* Goal *
Swap "keypoint" for "marker" everywhere from the line containing "A rule for this batch: each instance of the car rear" down to the end of the rows. Give back only those lines, with everything else unchanged.

* Data shown *
──────
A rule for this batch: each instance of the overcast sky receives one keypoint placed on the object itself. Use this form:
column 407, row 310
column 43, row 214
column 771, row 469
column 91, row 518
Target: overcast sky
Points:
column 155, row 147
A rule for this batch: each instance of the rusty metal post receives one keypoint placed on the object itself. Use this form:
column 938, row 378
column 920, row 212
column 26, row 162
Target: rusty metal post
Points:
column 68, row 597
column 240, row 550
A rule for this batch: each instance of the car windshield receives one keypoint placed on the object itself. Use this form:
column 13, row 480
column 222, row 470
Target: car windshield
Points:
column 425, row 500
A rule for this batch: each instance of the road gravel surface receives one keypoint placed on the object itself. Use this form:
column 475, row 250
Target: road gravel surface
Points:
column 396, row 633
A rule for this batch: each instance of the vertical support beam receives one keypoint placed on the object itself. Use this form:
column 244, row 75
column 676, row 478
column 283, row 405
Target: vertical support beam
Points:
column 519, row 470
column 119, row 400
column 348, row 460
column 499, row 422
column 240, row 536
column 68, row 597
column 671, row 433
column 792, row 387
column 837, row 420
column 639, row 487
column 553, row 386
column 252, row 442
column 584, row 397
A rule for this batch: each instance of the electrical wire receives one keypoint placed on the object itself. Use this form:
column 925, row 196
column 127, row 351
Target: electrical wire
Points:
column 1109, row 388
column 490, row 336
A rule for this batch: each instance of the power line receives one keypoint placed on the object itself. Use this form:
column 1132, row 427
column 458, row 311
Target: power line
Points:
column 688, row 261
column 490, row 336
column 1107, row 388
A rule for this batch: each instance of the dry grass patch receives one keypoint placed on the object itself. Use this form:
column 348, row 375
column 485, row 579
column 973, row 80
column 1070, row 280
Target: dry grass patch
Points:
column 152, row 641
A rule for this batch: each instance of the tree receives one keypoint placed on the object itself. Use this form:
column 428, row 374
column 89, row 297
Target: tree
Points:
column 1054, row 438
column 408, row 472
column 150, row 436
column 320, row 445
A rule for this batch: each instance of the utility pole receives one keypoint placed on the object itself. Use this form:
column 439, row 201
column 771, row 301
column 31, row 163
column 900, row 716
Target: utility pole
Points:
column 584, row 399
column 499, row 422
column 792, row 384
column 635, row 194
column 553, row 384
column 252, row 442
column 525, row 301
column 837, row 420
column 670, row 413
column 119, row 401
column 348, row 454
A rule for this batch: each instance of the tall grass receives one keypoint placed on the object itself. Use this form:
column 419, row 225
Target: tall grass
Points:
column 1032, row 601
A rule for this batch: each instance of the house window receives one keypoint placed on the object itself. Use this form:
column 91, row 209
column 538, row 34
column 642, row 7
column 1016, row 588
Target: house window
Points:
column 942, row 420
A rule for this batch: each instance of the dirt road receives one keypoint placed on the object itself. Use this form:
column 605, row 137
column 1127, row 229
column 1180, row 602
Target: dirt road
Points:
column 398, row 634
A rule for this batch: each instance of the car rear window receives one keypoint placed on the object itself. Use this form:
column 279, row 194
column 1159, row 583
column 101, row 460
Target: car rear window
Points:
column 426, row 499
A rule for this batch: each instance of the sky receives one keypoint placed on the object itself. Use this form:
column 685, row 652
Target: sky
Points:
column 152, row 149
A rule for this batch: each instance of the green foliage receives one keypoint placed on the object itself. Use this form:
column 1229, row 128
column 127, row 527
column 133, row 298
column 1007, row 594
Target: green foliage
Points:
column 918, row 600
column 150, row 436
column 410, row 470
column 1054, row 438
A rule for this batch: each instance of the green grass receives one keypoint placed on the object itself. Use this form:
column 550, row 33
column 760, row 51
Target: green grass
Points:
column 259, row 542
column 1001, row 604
──────
* Completed exercise *
A rule for this batch: each instance of the car rear window receives one marker placed on the object itself. Use this form:
column 279, row 194
column 1159, row 583
column 101, row 460
Target: car rear window
Points:
column 426, row 499
A rule for this batch: each instance of the sky receives one marker placed on the object itself. Use this form:
column 685, row 652
Target: sky
Points:
column 152, row 149
A rule for this batch: each instance of the green foliage receives one marker placed on the object itself. Use this form:
column 1229, row 128
column 127, row 527
column 133, row 298
column 1007, row 594
Target: green foliage
Points:
column 918, row 600
column 150, row 436
column 410, row 470
column 1054, row 438
A rule for this batch: each instance of the green grass receives one marker placed on the object itself. Use this form:
column 550, row 33
column 760, row 51
Target: green grass
Points:
column 259, row 542
column 1001, row 604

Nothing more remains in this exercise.